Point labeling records
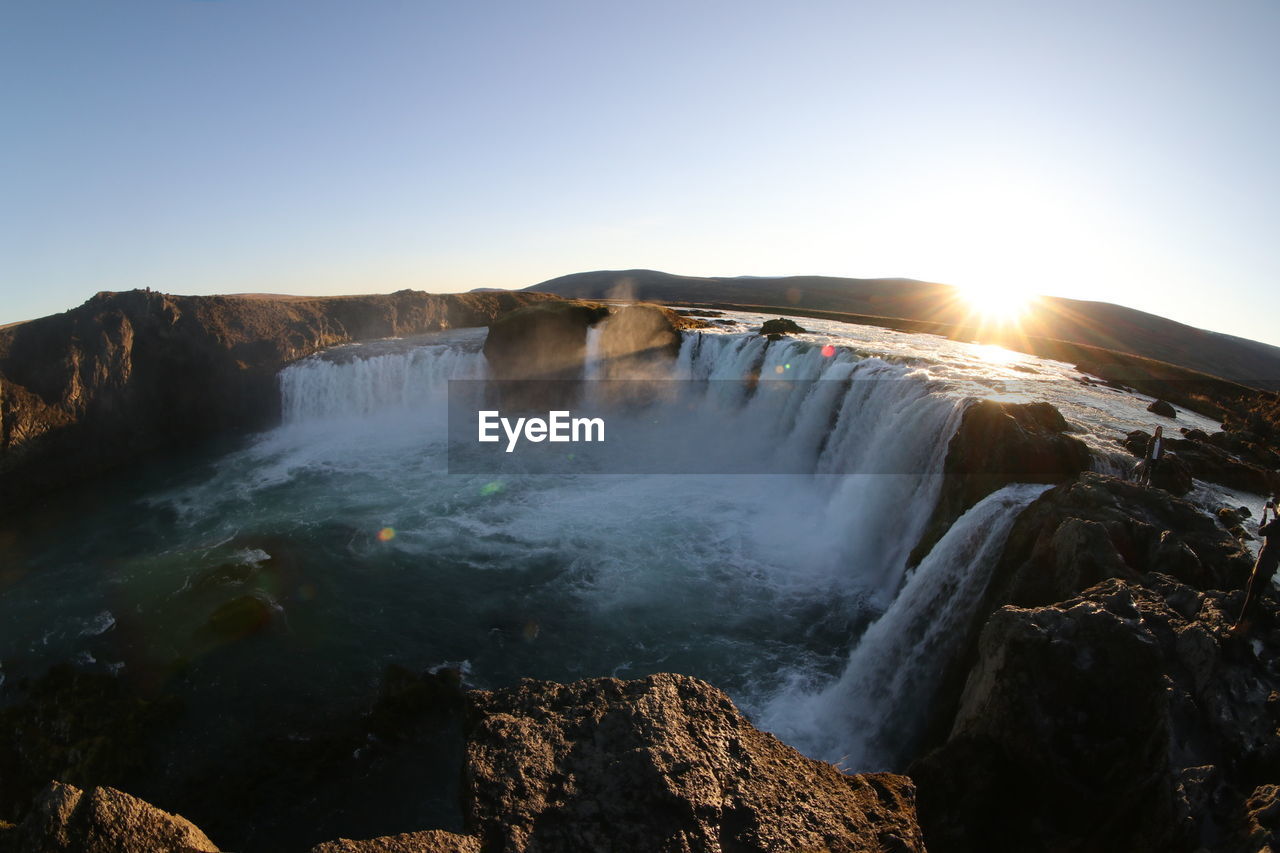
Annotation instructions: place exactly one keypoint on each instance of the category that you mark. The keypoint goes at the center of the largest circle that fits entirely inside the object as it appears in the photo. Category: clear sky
(1118, 151)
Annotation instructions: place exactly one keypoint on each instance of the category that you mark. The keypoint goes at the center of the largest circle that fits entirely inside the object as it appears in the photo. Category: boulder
(999, 443)
(1124, 719)
(662, 763)
(1173, 474)
(638, 342)
(778, 327)
(104, 820)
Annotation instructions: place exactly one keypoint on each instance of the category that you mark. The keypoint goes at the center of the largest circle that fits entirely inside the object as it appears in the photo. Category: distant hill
(1100, 324)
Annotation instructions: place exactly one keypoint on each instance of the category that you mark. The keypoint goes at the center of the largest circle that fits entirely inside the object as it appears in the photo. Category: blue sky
(1119, 151)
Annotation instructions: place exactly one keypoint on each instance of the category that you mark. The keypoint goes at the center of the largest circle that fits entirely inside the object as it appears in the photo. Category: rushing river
(789, 591)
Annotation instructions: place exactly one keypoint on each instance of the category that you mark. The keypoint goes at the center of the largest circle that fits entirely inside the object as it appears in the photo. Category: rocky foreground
(661, 763)
(1096, 702)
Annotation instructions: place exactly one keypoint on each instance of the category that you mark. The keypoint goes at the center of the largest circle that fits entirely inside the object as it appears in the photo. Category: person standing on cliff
(1264, 570)
(1155, 452)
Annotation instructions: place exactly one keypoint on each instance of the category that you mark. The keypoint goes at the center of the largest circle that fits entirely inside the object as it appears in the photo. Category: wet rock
(638, 342)
(127, 374)
(104, 820)
(1207, 461)
(1262, 819)
(996, 445)
(1124, 719)
(1234, 521)
(1173, 474)
(778, 327)
(240, 617)
(85, 728)
(1100, 527)
(661, 763)
(428, 842)
(544, 341)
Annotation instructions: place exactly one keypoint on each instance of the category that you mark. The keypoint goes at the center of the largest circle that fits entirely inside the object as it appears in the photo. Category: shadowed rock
(1125, 719)
(662, 763)
(999, 443)
(127, 374)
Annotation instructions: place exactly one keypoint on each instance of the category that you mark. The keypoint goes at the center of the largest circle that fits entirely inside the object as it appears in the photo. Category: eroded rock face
(996, 445)
(1124, 719)
(662, 763)
(428, 842)
(1100, 527)
(778, 327)
(104, 820)
(1208, 459)
(127, 374)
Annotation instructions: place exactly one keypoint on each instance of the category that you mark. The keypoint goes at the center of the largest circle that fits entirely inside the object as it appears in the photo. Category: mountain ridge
(1086, 322)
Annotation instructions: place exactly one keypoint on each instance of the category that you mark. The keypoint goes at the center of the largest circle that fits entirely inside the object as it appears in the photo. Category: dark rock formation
(1098, 527)
(996, 445)
(1124, 719)
(127, 374)
(636, 342)
(544, 341)
(662, 763)
(775, 329)
(103, 820)
(82, 728)
(1212, 460)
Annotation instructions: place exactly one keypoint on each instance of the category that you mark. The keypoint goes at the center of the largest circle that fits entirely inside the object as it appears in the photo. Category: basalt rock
(661, 763)
(127, 374)
(638, 342)
(996, 445)
(778, 327)
(1210, 461)
(1124, 719)
(103, 820)
(545, 341)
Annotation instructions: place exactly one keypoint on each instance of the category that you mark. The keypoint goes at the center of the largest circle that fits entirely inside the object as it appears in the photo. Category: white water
(790, 591)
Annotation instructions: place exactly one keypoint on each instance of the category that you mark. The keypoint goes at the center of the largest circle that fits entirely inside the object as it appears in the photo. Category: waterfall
(324, 388)
(874, 712)
(819, 474)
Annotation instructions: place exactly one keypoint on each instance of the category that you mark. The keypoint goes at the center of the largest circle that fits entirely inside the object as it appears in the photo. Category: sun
(995, 304)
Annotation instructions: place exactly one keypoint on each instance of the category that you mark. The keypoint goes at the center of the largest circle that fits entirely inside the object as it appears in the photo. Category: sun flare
(996, 304)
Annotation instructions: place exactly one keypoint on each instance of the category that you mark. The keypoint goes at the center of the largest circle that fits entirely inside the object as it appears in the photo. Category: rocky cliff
(663, 763)
(124, 374)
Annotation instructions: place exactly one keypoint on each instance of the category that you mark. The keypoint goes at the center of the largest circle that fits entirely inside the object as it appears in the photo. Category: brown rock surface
(1125, 719)
(662, 763)
(428, 842)
(124, 374)
(104, 820)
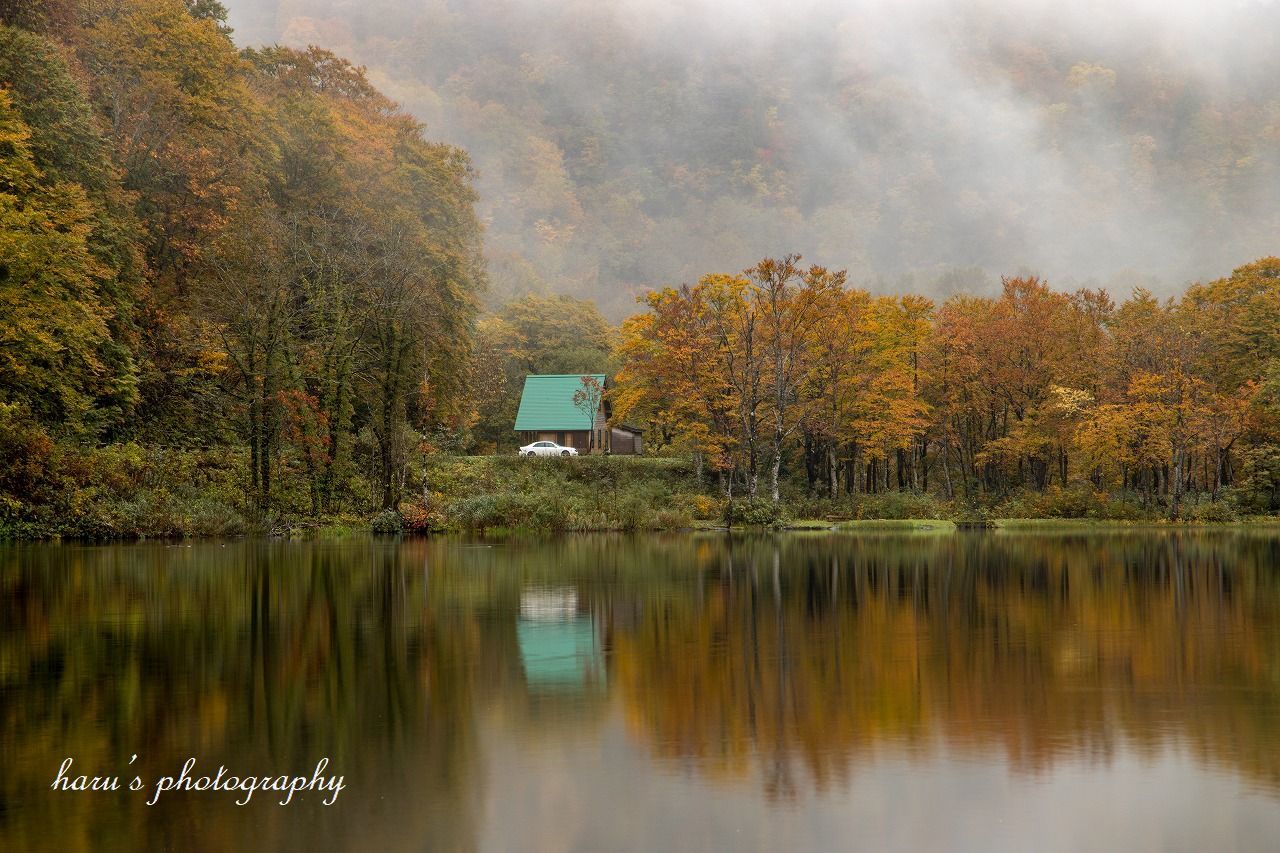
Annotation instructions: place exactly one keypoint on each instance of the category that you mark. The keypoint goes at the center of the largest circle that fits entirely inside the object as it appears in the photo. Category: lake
(988, 690)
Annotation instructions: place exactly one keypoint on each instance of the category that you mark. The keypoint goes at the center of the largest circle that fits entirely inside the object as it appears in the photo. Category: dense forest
(205, 247)
(242, 290)
(926, 146)
(1068, 397)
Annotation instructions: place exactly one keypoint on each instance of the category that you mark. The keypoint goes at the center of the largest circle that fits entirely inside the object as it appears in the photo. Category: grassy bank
(128, 491)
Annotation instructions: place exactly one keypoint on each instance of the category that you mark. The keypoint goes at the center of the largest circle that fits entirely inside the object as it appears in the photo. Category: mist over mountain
(924, 145)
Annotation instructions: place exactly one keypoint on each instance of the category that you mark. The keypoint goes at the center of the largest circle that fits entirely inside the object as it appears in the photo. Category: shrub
(704, 507)
(1212, 512)
(897, 505)
(387, 523)
(755, 512)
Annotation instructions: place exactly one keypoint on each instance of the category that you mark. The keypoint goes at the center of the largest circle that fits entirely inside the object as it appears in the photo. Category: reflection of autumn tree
(259, 656)
(1047, 648)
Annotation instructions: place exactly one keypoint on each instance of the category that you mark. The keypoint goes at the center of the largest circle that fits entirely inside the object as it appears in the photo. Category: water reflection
(625, 693)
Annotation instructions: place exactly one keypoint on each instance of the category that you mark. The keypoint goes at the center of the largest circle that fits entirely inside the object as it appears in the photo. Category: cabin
(548, 414)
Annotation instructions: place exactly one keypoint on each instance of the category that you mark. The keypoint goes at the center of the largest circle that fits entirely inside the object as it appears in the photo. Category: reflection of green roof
(548, 402)
(558, 653)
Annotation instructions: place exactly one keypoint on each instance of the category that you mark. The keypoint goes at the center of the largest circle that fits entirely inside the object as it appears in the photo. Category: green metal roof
(548, 402)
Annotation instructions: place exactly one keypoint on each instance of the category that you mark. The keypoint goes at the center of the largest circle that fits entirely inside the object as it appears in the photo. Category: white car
(547, 448)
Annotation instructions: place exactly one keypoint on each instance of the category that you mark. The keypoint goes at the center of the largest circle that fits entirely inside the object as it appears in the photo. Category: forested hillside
(213, 259)
(927, 146)
(1033, 402)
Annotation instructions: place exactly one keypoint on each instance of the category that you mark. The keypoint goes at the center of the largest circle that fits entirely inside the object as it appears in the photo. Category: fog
(924, 145)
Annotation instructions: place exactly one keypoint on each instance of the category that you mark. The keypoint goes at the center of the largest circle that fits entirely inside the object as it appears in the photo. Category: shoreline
(878, 527)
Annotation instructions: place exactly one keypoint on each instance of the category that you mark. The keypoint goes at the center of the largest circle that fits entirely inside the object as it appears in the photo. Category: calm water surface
(955, 692)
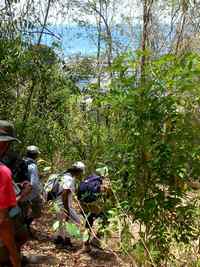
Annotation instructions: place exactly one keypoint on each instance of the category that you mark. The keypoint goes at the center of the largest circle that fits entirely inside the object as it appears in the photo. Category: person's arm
(26, 190)
(66, 200)
(34, 177)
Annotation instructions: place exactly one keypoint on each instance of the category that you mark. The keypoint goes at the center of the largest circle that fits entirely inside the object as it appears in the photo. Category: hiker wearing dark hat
(34, 200)
(63, 190)
(7, 195)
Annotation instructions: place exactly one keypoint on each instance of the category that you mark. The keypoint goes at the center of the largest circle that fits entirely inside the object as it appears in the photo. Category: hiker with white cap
(60, 188)
(7, 195)
(34, 200)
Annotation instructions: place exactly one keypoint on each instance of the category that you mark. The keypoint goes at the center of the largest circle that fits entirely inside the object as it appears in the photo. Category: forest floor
(42, 252)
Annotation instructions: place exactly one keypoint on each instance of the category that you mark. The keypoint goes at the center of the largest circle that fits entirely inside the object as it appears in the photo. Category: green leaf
(56, 225)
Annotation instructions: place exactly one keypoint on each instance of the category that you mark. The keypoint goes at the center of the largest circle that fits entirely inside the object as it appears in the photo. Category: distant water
(79, 40)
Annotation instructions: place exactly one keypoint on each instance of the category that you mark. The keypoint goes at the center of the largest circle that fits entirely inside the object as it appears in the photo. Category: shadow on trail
(41, 260)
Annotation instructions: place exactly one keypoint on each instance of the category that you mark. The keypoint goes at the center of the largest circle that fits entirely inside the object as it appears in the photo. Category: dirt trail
(47, 255)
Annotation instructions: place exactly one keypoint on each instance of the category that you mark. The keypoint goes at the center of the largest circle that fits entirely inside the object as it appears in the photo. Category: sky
(63, 14)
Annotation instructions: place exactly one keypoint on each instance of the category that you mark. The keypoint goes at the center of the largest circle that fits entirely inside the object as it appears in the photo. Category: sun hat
(32, 149)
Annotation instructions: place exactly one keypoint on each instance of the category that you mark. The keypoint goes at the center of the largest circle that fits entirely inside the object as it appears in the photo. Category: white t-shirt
(68, 182)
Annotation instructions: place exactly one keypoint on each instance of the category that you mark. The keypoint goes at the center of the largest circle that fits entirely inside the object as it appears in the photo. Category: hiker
(61, 189)
(34, 200)
(91, 194)
(7, 195)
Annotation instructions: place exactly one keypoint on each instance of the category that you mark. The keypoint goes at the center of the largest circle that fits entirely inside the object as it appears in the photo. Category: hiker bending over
(61, 188)
(7, 195)
(92, 194)
(34, 200)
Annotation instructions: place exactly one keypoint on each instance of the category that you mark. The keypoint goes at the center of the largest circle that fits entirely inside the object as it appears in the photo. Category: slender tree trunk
(45, 22)
(147, 5)
(99, 46)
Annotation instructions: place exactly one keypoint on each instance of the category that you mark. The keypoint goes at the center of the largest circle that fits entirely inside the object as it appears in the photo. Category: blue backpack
(90, 189)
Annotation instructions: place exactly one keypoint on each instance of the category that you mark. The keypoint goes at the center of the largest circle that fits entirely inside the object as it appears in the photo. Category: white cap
(79, 165)
(33, 149)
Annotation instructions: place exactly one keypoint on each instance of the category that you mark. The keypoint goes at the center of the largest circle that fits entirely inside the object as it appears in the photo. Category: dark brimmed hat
(7, 133)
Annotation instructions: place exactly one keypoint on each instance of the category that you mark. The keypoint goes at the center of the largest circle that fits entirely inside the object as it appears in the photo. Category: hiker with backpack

* _Direction_
Write out again, unchanged, the lines from the one holding "Category: blue sky" through the one holding "(1119, 151)", both included.

* _Written answer_
Annotation instructions: place exactly one keypoint on each instance of the category that you mark. The keypoint goes at the center of the largest circle that fits entirely inside the object as it appears in the photo. Category: blue sky
(1119, 151)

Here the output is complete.